Task instructions:
Retype all of the data exactly as given.
*** Opening Data ***
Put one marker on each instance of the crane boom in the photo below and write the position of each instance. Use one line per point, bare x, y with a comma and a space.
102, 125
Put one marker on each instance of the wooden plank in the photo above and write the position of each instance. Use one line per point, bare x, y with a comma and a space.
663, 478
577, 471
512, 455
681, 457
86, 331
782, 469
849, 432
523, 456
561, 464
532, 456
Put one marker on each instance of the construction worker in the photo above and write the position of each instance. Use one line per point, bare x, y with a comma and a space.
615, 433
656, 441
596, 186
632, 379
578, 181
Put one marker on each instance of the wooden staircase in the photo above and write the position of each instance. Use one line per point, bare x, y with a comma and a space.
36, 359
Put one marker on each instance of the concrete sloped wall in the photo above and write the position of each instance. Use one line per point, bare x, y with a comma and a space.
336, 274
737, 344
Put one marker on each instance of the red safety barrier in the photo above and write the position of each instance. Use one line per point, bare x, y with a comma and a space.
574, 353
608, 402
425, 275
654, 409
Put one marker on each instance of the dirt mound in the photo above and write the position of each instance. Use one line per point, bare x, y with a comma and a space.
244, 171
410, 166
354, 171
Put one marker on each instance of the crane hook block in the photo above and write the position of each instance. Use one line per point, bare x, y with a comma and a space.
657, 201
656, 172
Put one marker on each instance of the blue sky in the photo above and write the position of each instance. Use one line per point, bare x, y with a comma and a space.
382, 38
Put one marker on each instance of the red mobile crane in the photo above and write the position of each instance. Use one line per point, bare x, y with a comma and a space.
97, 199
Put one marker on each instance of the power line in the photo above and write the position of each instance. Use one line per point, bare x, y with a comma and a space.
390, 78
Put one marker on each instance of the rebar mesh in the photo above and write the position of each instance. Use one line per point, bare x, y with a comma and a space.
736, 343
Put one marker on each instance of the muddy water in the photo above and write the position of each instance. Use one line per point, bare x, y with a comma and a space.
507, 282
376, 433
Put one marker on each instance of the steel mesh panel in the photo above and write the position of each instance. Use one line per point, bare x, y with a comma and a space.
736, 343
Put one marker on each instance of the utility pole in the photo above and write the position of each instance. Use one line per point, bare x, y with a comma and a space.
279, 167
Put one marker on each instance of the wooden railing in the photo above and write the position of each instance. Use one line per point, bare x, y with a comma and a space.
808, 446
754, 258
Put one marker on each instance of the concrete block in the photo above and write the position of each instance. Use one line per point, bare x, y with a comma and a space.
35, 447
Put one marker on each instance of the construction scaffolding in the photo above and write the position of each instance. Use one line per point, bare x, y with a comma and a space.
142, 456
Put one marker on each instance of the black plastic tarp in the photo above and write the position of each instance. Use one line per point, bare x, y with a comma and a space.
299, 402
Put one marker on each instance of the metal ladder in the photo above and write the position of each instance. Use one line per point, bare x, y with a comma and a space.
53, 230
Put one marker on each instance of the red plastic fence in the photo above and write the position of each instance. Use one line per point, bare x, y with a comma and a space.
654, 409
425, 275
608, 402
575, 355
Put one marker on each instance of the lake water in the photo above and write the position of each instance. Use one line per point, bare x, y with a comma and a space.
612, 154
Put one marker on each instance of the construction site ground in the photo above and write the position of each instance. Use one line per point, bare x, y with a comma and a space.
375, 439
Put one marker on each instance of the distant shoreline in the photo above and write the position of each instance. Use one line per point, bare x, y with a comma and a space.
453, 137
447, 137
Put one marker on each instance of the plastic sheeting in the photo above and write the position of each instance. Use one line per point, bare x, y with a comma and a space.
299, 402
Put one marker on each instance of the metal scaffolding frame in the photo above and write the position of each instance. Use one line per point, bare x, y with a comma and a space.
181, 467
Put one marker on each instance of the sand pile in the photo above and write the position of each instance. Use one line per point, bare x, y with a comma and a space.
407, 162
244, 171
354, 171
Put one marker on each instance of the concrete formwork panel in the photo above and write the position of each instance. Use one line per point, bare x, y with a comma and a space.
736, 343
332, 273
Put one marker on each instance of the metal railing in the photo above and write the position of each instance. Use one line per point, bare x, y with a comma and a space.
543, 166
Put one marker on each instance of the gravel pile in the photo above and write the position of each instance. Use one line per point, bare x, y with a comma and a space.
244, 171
*** Closing Data ***
Written reply:
Put one marker on each instance of the crane boom in the photo below and write the position of each instance. Use one line per point, bare x, y with a comma and a space.
102, 125
Put one marker on each instance of the wooden plank in the photo above and write the position of each instance. Use one line per point, bare x, y with a comma and a space.
663, 478
577, 471
512, 455
681, 457
86, 331
782, 469
849, 432
523, 456
561, 464
532, 456
Put one marker on each instance of the construction worker in the photo above and write the position of each instance. Use one line per point, bare x, y with a comma and a space.
615, 433
656, 441
596, 186
632, 379
578, 181
Put one marker on each instance of the wooden staircase in the photo above and write the position of each instance. Use one line per point, bare x, y with a comma and a space.
36, 359
Put one marker on each instance of the concrete sloped wall in the photo above and write the position of each instance. Use one line per point, bare x, y with a comma and a space.
336, 274
737, 344
Put one marker on each instance of the red safety barrier in the photo above and write the position of each instance. Use one line per point, bare x, y with a comma and a space.
574, 353
608, 402
425, 275
654, 409
Put one marker on each instance of the dirt mound in the photo above and write the position of each instance. Use one line per point, bare x, y with a comma and a space.
244, 171
410, 166
354, 171
Put one marker on each instance of the crane hook block in the photo above and write the position of each instance. Use one line per point, bare x, y with a comma and a space.
657, 201
656, 172
Put one marker on each instance of the blue sky in the photo above and write the position of each instance. Use one line per point, bare x, y with a comma and a space.
382, 38
Put one marker on each instance of the red mobile crane in the photo above and write the position of each instance. Use one line per point, bare x, y with a comma and a space.
97, 199
Put one marker on each instance of the power line in the photo above and write the position of each instance. Use one line per point, bare x, y with a comma and a space.
390, 78
Put one marker on each instance of the rebar mesh in the photo above and write the position of each instance. Use one line per point, bare x, y with a comma and a space.
736, 343
Put one marker on each instance of the muddy water in the photo above and write the position of each instance. Use one line per point, bare x, y with a comma and a space.
507, 282
376, 433
Put one marker on each instance of the steel mesh panel in the photo above and write the position of each instance. Use one line per point, bare x, y with a comma and a space.
736, 343
Put one marker on each instance of the utility pole in the photo above and write the position of each instance. Use one line per point, bare x, y with a comma and a space.
279, 167
Put one marker on each instance of the wooden railing in the photo above and write the position of each instance. Use one line per point, bare x, y with a comma and a space.
808, 446
754, 258
Put one marker on each instance of the concrete block in the photo above and write the position of each instance. Use one line per point, bare x, y with a comma and a space.
35, 447
Put one marker on each instance of the construction scaffolding in the photo above and write the position of each instance. Use one line per point, bare x, y with a comma and a space.
142, 456
Put one marker on each instance of the black plastic tarp in the photo above and write the position of each instance. Use one line per point, bare x, y with a comma and a space.
299, 402
Put one marker on each instance of the metal ladder in the photo above and write the position of each instance. Use one line per point, bare x, y with a comma and a space.
53, 230
Put one marker on each instance of the red plastic fence in the photo above and write the position of each instance. Use one line per point, bare x, y with a comma and a space.
654, 409
425, 275
608, 402
575, 355
Put one marker on each instance of the lake water in the photo above and write the position of each instance. Use one line per point, bare x, y with a comma and a space.
612, 154
Put one marker on each instance of the construction site ground in the photo above and write the position of each instance. Use one line per point, bare x, y with a comma and a space.
375, 439
Put one marker on each instance of the distant shoreline in the photo above and write the position of each instance. Use one line per point, bare x, y with a comma and a space.
453, 137
447, 137
Put one marker on each instance of the plastic sheeting in the photo above and write the position of each instance. Use one line per point, bare x, y with a comma and a space.
299, 402
Put one marker on each instance of the metal scaffolding frame in the photo above and write the position of each instance. Use one line per point, bare x, y with a comma and a space.
181, 467
Put one marker on each instance of the sand pile in the photo above and write the position of each instance. Use one line per point, bare x, y with a comma and a space.
407, 162
244, 171
354, 171
Put one marker on each instance of the concrete formwork panel in the photo above and write the position of each instance. Use one line per point, bare x, y with a comma and a space.
736, 343
332, 273
Put one marker on each instance of the metal railing in the photo above and write the position of each instance. Use one line per point, bare x, y with a comma and a space.
543, 166
Put one marker on each instance of the gravel pile in the photo above and write the position of each instance. Use one line per point, bare x, y with a comma and a space.
244, 171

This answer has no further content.